▸ Data shown:
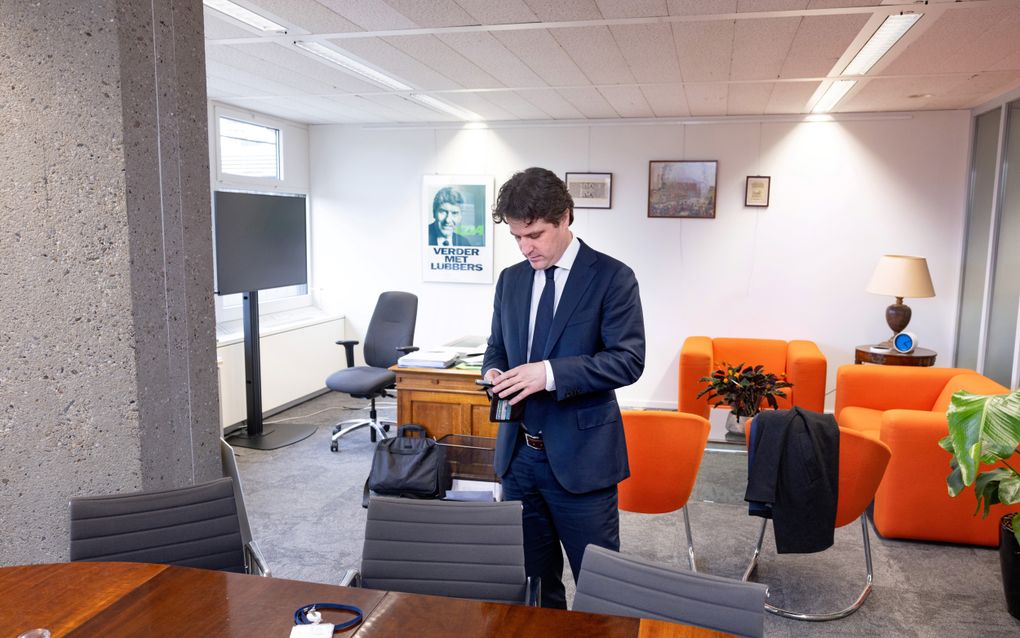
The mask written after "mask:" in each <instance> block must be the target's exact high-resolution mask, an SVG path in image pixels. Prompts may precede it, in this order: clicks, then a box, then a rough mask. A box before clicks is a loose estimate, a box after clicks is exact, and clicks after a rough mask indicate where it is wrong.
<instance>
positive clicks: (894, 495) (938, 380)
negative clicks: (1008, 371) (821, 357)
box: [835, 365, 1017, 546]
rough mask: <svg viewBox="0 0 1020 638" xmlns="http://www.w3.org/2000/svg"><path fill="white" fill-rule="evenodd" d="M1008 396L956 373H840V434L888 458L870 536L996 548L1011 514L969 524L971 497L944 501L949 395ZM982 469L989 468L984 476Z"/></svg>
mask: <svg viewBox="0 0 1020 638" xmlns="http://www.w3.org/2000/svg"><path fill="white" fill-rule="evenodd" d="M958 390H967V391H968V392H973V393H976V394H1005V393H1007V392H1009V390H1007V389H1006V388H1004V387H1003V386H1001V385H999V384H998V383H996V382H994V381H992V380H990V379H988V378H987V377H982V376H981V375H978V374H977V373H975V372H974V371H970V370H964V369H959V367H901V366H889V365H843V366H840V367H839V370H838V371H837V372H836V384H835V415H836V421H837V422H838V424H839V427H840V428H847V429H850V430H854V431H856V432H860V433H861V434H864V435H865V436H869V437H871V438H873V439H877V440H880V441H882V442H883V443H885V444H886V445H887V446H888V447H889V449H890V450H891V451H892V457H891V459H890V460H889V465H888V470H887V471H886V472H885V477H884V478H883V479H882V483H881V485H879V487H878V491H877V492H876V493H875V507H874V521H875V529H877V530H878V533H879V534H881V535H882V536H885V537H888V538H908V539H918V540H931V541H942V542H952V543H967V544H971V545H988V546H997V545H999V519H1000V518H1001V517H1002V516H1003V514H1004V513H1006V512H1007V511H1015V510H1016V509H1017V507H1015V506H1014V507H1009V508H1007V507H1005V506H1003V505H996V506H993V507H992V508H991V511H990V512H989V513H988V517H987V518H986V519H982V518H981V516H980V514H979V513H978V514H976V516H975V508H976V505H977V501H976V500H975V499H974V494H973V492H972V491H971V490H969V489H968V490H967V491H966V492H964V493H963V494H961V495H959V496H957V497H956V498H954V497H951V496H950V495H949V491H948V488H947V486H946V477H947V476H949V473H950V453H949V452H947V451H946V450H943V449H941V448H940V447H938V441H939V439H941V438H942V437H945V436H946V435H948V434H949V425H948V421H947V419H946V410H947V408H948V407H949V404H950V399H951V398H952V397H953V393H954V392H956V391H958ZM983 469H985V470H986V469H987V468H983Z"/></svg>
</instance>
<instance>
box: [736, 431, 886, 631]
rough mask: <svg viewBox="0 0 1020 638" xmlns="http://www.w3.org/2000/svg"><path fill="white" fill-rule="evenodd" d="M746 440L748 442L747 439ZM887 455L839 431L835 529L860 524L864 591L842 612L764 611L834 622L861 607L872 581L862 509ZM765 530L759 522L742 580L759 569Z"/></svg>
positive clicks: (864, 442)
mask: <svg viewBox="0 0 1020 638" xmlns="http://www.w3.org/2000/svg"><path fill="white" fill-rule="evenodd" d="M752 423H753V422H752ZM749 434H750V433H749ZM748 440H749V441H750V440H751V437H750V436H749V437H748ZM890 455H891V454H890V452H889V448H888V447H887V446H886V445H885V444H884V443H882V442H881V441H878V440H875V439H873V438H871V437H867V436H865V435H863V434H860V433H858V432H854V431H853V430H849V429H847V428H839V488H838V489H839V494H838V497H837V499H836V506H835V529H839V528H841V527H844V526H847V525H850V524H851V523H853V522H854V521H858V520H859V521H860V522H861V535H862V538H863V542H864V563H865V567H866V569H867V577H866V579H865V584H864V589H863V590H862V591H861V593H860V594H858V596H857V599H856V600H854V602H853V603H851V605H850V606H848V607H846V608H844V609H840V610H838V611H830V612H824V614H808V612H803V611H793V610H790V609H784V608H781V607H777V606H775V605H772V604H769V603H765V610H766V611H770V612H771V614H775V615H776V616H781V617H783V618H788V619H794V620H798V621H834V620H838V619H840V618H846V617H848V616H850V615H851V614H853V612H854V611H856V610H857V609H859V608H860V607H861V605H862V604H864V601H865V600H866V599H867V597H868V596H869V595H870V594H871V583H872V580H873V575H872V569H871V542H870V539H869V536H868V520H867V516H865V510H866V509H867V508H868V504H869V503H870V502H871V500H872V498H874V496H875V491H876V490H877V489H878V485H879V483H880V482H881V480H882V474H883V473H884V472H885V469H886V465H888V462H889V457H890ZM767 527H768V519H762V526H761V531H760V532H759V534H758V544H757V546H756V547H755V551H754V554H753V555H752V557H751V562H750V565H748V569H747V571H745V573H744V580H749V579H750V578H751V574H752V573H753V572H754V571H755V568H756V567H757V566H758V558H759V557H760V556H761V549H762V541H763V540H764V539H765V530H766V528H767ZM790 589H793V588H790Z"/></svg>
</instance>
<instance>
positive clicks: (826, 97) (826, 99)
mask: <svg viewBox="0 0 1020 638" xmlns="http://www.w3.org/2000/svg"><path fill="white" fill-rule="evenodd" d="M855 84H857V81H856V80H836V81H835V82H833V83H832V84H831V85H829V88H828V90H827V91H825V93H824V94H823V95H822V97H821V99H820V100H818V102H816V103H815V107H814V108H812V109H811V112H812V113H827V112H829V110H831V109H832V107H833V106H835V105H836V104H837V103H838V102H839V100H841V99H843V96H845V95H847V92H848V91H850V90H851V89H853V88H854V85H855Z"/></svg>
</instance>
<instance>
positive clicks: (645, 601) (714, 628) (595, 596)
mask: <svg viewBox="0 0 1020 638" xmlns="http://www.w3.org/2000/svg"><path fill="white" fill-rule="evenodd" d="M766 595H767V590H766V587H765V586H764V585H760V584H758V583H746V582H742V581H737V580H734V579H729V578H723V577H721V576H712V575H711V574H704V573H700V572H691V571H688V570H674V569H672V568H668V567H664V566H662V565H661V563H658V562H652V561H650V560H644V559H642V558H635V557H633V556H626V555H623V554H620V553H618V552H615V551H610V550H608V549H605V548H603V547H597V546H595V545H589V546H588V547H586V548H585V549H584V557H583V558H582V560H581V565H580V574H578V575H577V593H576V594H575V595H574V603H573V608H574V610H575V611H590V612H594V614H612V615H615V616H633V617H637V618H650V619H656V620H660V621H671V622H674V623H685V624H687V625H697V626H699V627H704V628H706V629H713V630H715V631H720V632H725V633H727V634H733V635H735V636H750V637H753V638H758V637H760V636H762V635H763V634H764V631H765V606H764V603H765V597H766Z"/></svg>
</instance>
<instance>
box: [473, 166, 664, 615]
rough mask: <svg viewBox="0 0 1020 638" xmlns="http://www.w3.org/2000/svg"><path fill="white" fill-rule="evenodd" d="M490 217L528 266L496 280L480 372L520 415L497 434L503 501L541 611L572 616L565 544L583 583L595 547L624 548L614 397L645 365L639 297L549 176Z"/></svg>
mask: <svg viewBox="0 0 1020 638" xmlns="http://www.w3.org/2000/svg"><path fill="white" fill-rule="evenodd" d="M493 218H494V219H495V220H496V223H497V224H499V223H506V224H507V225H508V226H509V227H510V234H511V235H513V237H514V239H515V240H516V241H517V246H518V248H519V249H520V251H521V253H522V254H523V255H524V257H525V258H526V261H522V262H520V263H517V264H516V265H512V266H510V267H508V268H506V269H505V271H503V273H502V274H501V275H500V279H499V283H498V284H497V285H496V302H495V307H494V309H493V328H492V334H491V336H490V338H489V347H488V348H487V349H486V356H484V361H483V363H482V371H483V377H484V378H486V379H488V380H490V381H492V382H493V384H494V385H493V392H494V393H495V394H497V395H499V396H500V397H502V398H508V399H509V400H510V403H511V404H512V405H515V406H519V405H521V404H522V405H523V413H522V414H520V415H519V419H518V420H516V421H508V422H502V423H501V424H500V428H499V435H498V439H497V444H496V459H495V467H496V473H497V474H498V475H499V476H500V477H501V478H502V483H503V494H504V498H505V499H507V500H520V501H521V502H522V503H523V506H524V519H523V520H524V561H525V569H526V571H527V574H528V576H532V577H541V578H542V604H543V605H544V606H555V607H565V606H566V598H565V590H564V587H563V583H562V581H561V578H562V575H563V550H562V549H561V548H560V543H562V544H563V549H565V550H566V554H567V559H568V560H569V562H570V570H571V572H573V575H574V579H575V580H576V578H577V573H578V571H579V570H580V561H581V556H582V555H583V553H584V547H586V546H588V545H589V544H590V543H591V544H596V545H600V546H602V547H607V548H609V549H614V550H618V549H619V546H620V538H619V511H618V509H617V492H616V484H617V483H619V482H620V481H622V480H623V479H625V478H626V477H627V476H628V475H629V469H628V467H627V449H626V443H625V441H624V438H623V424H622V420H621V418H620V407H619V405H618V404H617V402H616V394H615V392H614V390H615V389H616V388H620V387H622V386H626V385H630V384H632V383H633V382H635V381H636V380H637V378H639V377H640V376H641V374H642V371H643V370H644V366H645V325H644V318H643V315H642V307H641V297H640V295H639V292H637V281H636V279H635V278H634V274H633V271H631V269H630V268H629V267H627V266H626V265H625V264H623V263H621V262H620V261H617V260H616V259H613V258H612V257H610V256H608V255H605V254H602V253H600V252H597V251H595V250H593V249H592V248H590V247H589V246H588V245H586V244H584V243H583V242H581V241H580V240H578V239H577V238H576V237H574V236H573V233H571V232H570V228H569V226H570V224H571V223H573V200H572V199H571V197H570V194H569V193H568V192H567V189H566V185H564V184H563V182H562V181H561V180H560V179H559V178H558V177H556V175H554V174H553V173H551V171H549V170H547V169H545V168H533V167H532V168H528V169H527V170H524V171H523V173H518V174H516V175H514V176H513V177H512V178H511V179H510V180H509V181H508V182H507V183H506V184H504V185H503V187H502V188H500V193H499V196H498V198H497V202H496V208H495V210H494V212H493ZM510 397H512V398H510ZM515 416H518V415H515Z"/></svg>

▸ Try it:
Your task is to restate, word for word, only those lines above that fall between the line holding "positive clicks: (826, 97) (826, 99)" and the line holding "box: [473, 166, 664, 615]", inclusive.

▸ Exercise result:
positive clicks: (826, 97) (826, 99)
mask: <svg viewBox="0 0 1020 638" xmlns="http://www.w3.org/2000/svg"><path fill="white" fill-rule="evenodd" d="M855 84H857V81H856V80H836V81H835V82H833V83H832V84H831V85H829V88H828V90H827V91H825V93H824V94H823V95H822V97H821V99H820V100H818V102H816V103H815V107H814V108H812V109H811V112H812V113H827V112H829V110H831V109H832V107H833V106H835V105H836V104H837V103H838V102H839V100H841V99H843V96H845V95H847V92H848V91H850V90H851V89H853V88H854V85H855Z"/></svg>
</instance>
<instance>
positive clicks: (645, 601) (714, 628) (595, 596)
mask: <svg viewBox="0 0 1020 638" xmlns="http://www.w3.org/2000/svg"><path fill="white" fill-rule="evenodd" d="M766 595H767V590H766V587H765V586H764V585H760V584H758V583H746V582H742V581H737V580H734V579H729V578H723V577H721V576H712V575H711V574H704V573H700V572H691V571H688V570H674V569H672V568H668V567H664V566H662V565H661V563H658V562H652V561H650V560H644V559H642V558H635V557H633V556H626V555H623V554H620V553H618V552H615V551H610V550H608V549H605V548H603V547H597V546H595V545H589V546H588V547H586V548H585V549H584V557H583V558H582V560H581V565H580V574H578V575H577V593H576V594H575V595H574V603H573V608H574V610H575V611H590V612H594V614H612V615H615V616H633V617H637V618H650V619H656V620H660V621H671V622H674V623H685V624H687V625H697V626H699V627H704V628H706V629H713V630H715V631H720V632H725V633H727V634H733V635H735V636H750V637H753V638H758V637H760V636H762V635H763V634H764V631H765V606H764V603H765V597H766Z"/></svg>
</instance>
<instance>
box: [473, 166, 664, 615]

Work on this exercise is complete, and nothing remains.